§ TASKS TO CARRY OUT
1) In the ambassador's letter about his meeting with Prime Minister Diefenbaker, how long did his call on the Prime Minister last?
2) Continue the ambassador's letter about his meeting with Prime Minister Diefenbaker from the point where it stops.

::: EXCERPT TO READ

433. Letter From the Ambassador to Canada (Merchant) to Acting Secretary of State Ball0

Dear George: I am sending this letter to you by the hand of Rolfe Kingsley of the Embassy staff in the belief that you will want to discuss its contents with the President at the earliest possible opportunity.

Its subject is my talk with Prime Minister Diefenbaker late yesterday afternoon in which he gave vent to a most disturbed and disturbing attitude with respect to the President’s forty minute conversation with Mike Pearson during the latter’s visit to Washington to attend the White House Dinner for the Nobel Prize winners of this hemisphere.1 Realizing that the Prime Minister would be in Ottawa only for a brief interlude in his campaign, I had asked for a fifteen minute appointment to pay my farewell call on him. The time was set for four yesterday afternoon at his official residence. In confirming the appointment, Basil Robinson, his confidential assistant, forewarned me that Mr. Diefenbaker was in an extremely agitated frame of mind over the political capital which Pearson had made out of his talk with the President earlier in the week.

My call on Mr. Diefenbaker lasted nearly two hours, and not fifteen minutes. After saying nice things about my two tours of duty as Ambassador, he launched into what can be only described as a tirade. I describe our conversation below in summary and not seriatim, since I interrupted him a number of times and the exchanges, while personally friendly, became heated.

The gist of what the Prime Minister said was this. He could only interpret the President’s devoting so much time to a personal talk with Pearson, which the latter had described to the press as covering a wide range of subjects including disarmament, NATO, and the Common Market, as an intervention by the President in the Canadian election. He was satisfied that, if not Pearson himself, then his campaign lieutenants would present this to the Canadian electorate as the President turning for advice on international affairs to a single Canadian who was the Leader of the Opposition and running for Prime Minister against the present government. The Prime Minister asserted that the night before in a speech in Toronto Walter Gordon (running on the Liberal ticket and generally regarded as likely to be Minister of Finance in a Liberal Cabinet) had stated in effect that the Liberals were more competent than the [Page 1173] Conservatives to manage Canada because the President had turned to Mr. Pearson a few days before for advice on the international situation.

::::::
::: RECORDED INFORMATION

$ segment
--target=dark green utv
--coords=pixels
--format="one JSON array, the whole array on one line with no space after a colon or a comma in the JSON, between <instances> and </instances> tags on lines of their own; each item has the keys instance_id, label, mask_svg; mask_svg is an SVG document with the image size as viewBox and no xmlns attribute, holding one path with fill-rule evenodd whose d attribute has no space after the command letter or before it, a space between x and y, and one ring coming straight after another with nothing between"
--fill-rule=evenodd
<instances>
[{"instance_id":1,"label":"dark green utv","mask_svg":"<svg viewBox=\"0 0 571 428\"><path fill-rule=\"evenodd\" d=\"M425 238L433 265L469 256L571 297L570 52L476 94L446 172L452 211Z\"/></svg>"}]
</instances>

::::::

§ ANSWERS FOR THIS EXERCISE
1) Nearly two hours.

2)
The Prime Minister said that he fully expected this line to be increasingly used throughout the country by the Liberals in their campaign. He said that during the afternoon he had had phone calls to this effect from supporters from the Maritimes to British Columbia. The Prime Minister then went on to say that Canada-United States relations would now be the dominant issue in the campaign. He said the campaigning would be more bitter than it was in 1911 and he referred to Champ Clark’s statement during the course of that campaign which it took the Canadians until 1917 to recover from. (According to my recollection, Champ Clark who was the Speaker of The House of Representatives, said publicly something along the line that it was inevitable that the United States should annex Canada. The basic issue of the campaign was the question of a reciprocal trade agreement with the United States and the outcome of the campaign was won and lost on the slogan of the Conservatives, “No truck or trade with the Yankees.”)

Mr. Diefenbaker then said that he was shocked by your recent speech or statement2 to the effect that the United States wanted to get rid of Commonwealth preferences and that, hence, he concluded that we thought we could achieve this by supporting Pearson who was prepared to accept without argument Britain’s unconditional entrance into the European Common Market.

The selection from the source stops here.